§ **Set exercise**: Copy each line of the entries below that contains the string "bounding", matching case exactly.

____

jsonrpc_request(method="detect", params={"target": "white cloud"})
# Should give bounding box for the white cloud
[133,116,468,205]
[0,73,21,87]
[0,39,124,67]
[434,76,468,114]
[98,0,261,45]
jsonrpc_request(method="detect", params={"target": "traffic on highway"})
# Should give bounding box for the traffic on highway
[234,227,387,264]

____

§ **Correct result**:
# Should give bounding box for the white cloud
# Should give bounding box for the traffic on highway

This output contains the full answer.